Exercise brief: Your copy of the lines below must match them exactly and contain no images.
● ● ●
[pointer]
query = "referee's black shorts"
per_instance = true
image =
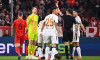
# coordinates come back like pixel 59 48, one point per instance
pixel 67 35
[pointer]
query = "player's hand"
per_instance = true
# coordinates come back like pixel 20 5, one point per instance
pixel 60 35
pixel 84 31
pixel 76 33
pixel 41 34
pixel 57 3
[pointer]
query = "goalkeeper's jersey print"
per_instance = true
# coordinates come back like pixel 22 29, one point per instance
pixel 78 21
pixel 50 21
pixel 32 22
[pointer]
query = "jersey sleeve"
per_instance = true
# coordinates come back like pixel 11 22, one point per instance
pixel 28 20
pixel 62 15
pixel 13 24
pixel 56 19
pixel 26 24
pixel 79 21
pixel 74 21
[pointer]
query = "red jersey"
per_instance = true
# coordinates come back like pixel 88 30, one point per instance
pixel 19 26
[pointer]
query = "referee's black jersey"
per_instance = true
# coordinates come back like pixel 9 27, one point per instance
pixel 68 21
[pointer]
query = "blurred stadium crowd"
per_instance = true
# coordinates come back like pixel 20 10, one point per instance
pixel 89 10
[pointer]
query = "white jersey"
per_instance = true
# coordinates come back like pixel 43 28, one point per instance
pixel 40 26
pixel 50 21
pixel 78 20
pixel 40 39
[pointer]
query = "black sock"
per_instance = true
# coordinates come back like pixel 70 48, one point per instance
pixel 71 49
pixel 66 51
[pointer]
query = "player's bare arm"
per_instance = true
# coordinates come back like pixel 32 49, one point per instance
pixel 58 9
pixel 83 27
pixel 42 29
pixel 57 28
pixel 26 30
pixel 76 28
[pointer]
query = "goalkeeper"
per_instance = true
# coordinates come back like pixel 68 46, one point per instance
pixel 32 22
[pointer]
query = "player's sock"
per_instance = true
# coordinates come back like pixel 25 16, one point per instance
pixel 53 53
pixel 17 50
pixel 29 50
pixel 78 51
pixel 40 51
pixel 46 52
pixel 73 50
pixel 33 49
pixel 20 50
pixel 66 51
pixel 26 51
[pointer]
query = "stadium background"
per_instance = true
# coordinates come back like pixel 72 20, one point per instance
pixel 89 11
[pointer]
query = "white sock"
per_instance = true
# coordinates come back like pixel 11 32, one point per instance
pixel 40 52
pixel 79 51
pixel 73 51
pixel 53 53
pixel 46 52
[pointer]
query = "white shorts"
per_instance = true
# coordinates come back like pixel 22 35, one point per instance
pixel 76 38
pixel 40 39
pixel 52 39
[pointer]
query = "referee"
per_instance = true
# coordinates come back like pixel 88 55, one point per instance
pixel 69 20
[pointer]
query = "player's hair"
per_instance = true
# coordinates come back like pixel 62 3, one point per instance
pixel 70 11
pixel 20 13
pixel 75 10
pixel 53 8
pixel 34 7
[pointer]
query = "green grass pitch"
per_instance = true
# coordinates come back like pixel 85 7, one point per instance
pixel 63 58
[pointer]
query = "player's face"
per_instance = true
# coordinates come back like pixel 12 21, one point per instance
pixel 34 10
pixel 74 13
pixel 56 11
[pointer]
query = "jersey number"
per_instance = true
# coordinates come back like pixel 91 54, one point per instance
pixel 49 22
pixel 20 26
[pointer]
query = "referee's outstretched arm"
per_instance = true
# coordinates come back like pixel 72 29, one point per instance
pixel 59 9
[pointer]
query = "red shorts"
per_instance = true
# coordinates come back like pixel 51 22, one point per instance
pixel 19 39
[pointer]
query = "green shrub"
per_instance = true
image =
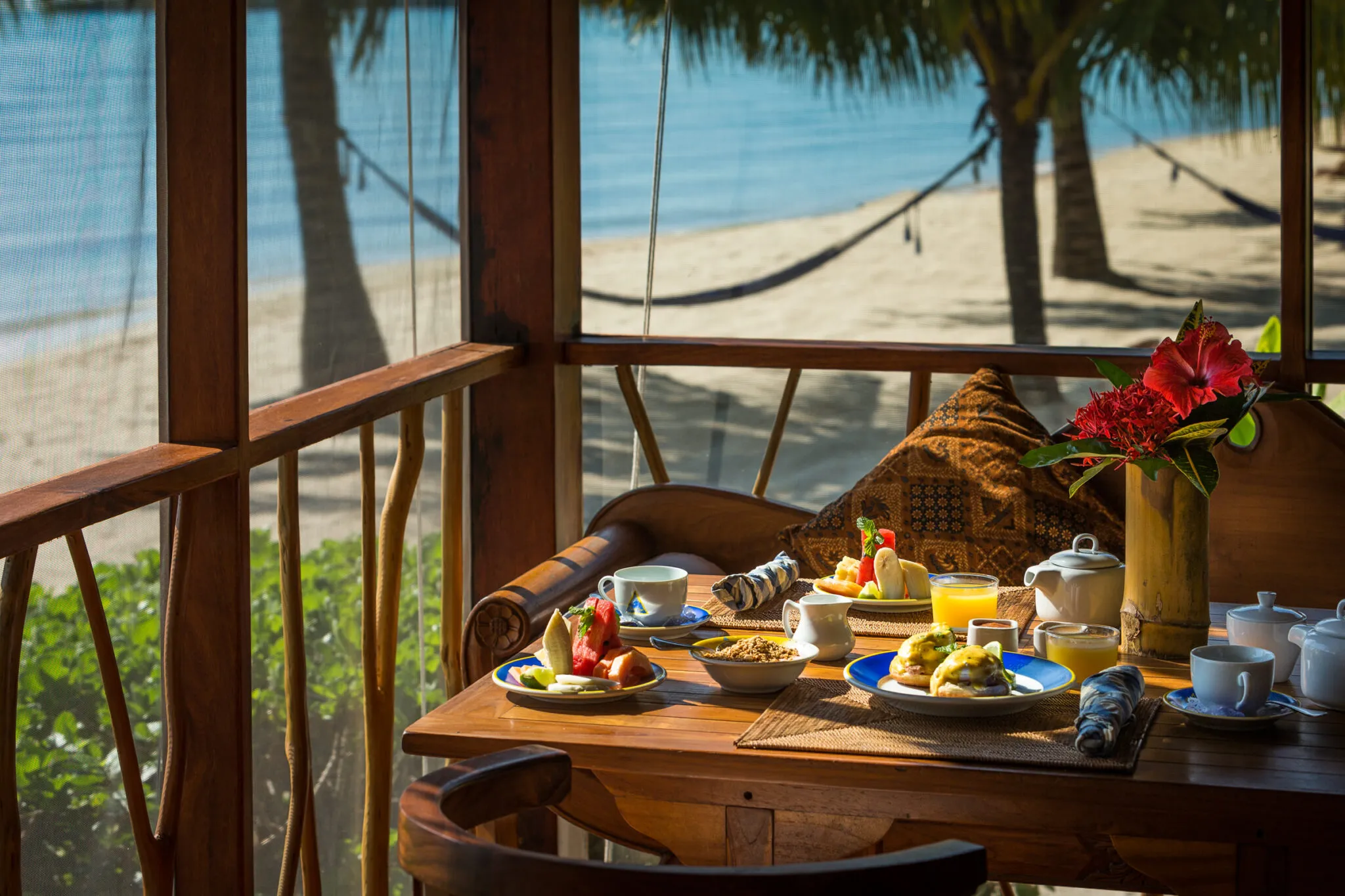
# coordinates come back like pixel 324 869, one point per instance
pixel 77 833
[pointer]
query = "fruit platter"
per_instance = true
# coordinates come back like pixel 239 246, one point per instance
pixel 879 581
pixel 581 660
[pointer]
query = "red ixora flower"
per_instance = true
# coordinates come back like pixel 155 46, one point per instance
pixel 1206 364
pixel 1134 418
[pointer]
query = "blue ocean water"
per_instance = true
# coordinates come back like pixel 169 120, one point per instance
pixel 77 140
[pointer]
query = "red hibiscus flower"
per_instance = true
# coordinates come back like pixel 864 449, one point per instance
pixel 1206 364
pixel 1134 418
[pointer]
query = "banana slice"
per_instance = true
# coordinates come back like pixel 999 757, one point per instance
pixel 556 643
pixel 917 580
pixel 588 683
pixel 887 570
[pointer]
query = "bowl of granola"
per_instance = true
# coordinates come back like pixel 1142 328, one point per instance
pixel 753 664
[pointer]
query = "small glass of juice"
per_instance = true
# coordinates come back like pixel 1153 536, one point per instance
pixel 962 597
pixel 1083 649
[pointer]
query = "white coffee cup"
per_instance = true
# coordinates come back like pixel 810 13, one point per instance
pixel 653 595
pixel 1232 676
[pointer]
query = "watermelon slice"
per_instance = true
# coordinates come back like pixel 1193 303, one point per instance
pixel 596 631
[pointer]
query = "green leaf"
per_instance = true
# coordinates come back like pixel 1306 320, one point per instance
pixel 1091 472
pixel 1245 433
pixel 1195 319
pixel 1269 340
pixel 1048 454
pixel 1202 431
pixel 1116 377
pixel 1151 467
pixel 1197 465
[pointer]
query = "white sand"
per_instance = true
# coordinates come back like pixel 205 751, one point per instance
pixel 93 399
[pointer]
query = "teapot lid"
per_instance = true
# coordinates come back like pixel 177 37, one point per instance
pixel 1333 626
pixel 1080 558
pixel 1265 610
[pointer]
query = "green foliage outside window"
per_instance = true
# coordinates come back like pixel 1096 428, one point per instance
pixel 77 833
● ● ●
Reply:
[pointer]
query = "referee's black shorts"
per_instance = true
image =
# coordinates come back like pixel 59 48, one point per instance
pixel 67 35
[pointer]
query = "player's hand"
per_instance = true
# coordinates come back like pixel 20 5, one point per instance
pixel 60 35
pixel 84 31
pixel 76 33
pixel 41 34
pixel 57 3
[pointer]
query = "goalkeeper's jersey print"
per_instance = true
# coordinates come back like pixel 22 29, one point per instance
pixel 78 21
pixel 50 21
pixel 32 22
[pointer]
query = "jersey sleeve"
per_instance = true
# coordinates come back like pixel 11 22, one point per instance
pixel 28 20
pixel 62 15
pixel 13 24
pixel 56 19
pixel 26 24
pixel 79 21
pixel 74 21
[pointer]
query = "red jersey"
per_instance = true
# coordinates come back like pixel 88 30, one point per instance
pixel 19 26
[pointer]
query = "referee's black jersey"
per_instance = true
# coordinates come back like pixel 9 27, one point per instance
pixel 68 21
[pointer]
query = "blurred stadium crowd"
per_instance = true
# coordinates come back like pixel 20 10, one point per instance
pixel 89 10
[pointer]
query = "white jersey"
per_instance = true
# coordinates come back like pixel 43 28, one point per instance
pixel 40 26
pixel 50 21
pixel 78 20
pixel 40 39
[pointer]
query = "black sock"
per_instance = true
# coordinates come back like pixel 70 48, one point per instance
pixel 71 49
pixel 66 51
[pointer]
query = "player's bare arm"
per_instance = true
# coordinates come back like pixel 32 49, one point per instance
pixel 58 9
pixel 83 27
pixel 42 29
pixel 57 28
pixel 26 30
pixel 76 28
[pointer]
query = "goalkeeper"
per_instance = true
# coordinates come back like pixel 68 46, one point per instance
pixel 32 22
[pointer]
query = "player's sock"
per_instance = true
# coordinates come back like pixel 25 16, one point per instance
pixel 53 53
pixel 17 50
pixel 29 50
pixel 78 51
pixel 40 51
pixel 46 52
pixel 73 50
pixel 33 49
pixel 20 50
pixel 66 51
pixel 26 51
[pointer]
query = "stadium background"
per_instance = true
# coordinates come back like pixel 72 20, one point per instance
pixel 89 11
[pointer]
query = "white sock"
per_instance = true
# coordinates come back like pixel 11 32, one point per instance
pixel 40 52
pixel 79 51
pixel 73 51
pixel 53 53
pixel 46 52
[pointer]
query = "white shorts"
per_instance = true
# coordinates come back like pixel 22 35, one point per instance
pixel 76 38
pixel 40 39
pixel 52 39
[pointer]
query = "referee"
per_instance = true
# coordinates come back like pixel 88 55, one point per instance
pixel 69 20
[pointer]
query = "player's hair"
per_instance = true
# coordinates come back like pixel 62 3, one point per instance
pixel 70 11
pixel 20 13
pixel 75 10
pixel 53 8
pixel 34 7
[pointer]
query = "green grass pitch"
per_instance = true
# coordinates come back like pixel 85 7, one point per instance
pixel 63 58
[pointer]
query = "player's face"
per_instance = true
# coordinates come back like pixel 12 21, one point per instance
pixel 34 10
pixel 74 13
pixel 56 11
[pointer]
query = "jersey number"
per_instance = true
# coordinates come back like pixel 91 54, one point per instance
pixel 49 22
pixel 20 26
[pointer]
query = "referee's outstretched arm"
per_instance = true
# coordinates come back like pixel 72 29, one point per instance
pixel 59 9
[pointer]
query = "red shorts"
per_instance = true
# coordinates come back like pixel 51 22, one point per instance
pixel 19 39
[pointer]
query = "green shrub"
per_instance = true
image =
# coordinates come back like pixel 324 869, one point per instance
pixel 77 833
[pointer]
query = "fruit platter"
per_instance = true
# coordinates come back like pixel 239 246, one point per instance
pixel 879 581
pixel 581 660
[pointer]
query = "red ixora flower"
per_instance = true
# coordinates come back like pixel 155 46, one point per instance
pixel 1206 364
pixel 1134 418
[pointer]
query = "blue ocean water"
per_instance = true
# coordinates come back like pixel 169 120, one point per instance
pixel 77 140
[pointer]
query = "red hibiscus flower"
per_instance = true
# coordinates come back like pixel 864 449, one point per instance
pixel 1206 364
pixel 1134 418
[pointer]
query = "banana slice"
per_instance = true
# coordinates come back like pixel 999 757, one point per instance
pixel 556 643
pixel 917 580
pixel 588 683
pixel 887 570
[pointer]
query = "bowl of granola"
per_instance = true
# coordinates come back like pixel 1142 328, one point per instance
pixel 753 664
[pointer]
query = "small glass of juice"
per_instance = true
# coordinates come back like pixel 1153 536, one point per instance
pixel 962 597
pixel 1083 649
[pointer]
query = "white coffee cup"
per_instance = true
# coordinates come back like pixel 810 13, one point per instance
pixel 653 595
pixel 1232 676
[pointer]
query = "watermelon slice"
per_instance = true
# coordinates come back like pixel 1193 303, one point per instance
pixel 596 631
[pointer]
query = "green leaf"
per_instance = true
# coordinates come back like pixel 1306 320, one point per instance
pixel 1091 472
pixel 1245 433
pixel 1195 319
pixel 1269 340
pixel 1048 454
pixel 1202 431
pixel 1116 377
pixel 1151 467
pixel 1197 465
[pointer]
query = "white sand"
per_instance = true
# coordinates come back like pixel 205 751, one point per instance
pixel 93 399
[pointer]
query = "teapot lid"
per_instance = true
# coordinates come back like pixel 177 37, one point per instance
pixel 1333 626
pixel 1080 558
pixel 1265 610
[pointer]
query = "green foliage outside window"
per_instance = true
# coordinates come back like pixel 1096 428, one point per instance
pixel 77 833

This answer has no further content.